> Provided records
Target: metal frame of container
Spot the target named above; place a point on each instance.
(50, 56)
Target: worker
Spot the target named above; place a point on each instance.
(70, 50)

> Work required
Convert every line of the items above into a JSON list of strings, one string per line, leaving out any blank lines.

> Expected answer
[
  "Target: metal frame of container",
  "Spot the target named above; place a point on each instance.",
  "(50, 56)",
  "Target: worker",
  "Spot the target named above; place a point on each instance.",
  "(70, 50)"
]